--- begin Provided records ---

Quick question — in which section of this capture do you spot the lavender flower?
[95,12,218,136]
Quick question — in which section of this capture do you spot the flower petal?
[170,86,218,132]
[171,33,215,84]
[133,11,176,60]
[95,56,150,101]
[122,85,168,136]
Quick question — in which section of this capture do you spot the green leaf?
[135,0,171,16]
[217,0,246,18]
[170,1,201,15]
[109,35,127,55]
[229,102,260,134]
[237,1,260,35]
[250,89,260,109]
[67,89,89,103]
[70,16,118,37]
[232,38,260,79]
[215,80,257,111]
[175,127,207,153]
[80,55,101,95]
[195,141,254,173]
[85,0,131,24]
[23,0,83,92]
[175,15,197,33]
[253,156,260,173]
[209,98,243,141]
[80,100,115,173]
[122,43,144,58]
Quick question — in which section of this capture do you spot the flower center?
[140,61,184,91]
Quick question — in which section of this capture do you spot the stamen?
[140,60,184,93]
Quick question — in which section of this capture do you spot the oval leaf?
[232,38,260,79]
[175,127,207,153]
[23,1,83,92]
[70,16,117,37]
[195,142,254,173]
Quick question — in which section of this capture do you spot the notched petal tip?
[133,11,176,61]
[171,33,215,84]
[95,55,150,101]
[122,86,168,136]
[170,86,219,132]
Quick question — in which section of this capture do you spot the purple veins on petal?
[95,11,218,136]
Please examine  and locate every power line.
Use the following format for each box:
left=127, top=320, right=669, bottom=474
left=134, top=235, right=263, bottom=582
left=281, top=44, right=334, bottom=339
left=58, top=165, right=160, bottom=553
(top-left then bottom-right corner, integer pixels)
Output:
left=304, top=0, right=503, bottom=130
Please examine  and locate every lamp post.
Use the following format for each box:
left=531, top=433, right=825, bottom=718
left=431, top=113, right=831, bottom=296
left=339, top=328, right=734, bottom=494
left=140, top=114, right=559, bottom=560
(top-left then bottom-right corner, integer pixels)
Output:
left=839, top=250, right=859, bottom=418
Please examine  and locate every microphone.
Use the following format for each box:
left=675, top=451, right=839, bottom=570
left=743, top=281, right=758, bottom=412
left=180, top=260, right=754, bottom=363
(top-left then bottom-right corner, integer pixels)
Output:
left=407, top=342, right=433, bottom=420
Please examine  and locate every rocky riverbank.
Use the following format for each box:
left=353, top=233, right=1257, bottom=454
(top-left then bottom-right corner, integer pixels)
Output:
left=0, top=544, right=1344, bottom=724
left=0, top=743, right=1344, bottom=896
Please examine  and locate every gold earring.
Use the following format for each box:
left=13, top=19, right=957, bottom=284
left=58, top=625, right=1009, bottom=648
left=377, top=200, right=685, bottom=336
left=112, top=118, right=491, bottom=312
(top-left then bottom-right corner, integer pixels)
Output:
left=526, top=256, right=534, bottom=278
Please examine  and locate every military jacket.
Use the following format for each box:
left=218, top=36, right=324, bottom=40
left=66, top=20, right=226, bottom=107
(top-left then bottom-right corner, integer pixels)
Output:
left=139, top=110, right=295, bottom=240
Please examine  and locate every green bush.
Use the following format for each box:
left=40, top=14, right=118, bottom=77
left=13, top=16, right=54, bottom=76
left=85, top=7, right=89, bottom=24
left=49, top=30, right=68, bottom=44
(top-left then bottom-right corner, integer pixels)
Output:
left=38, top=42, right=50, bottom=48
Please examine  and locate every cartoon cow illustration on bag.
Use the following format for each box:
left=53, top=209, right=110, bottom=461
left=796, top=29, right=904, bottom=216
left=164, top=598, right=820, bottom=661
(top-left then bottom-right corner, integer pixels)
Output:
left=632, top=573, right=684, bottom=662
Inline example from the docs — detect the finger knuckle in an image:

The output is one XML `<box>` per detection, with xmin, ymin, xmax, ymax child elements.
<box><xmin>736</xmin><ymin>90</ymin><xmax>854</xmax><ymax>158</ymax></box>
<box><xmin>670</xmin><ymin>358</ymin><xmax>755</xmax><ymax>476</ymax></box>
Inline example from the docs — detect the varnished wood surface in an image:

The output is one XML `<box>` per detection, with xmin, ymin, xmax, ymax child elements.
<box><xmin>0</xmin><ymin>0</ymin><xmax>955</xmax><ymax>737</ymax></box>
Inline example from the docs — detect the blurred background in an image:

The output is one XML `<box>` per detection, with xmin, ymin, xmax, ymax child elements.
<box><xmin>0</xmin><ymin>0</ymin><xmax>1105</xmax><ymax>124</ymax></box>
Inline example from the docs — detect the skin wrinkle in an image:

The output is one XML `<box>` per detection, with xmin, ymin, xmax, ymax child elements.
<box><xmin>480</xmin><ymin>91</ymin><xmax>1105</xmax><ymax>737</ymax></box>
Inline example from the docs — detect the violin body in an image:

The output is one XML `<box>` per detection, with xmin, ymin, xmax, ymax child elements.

--- end Provided records ---

Task goal
Can you gather every line in the listing above that contains the string "leaf" and copy each one out?

Output of the task
Quick question — in which section of this capture do you spot the green leaf?
Quick question — in which section of this capture do you spot the oval leaf?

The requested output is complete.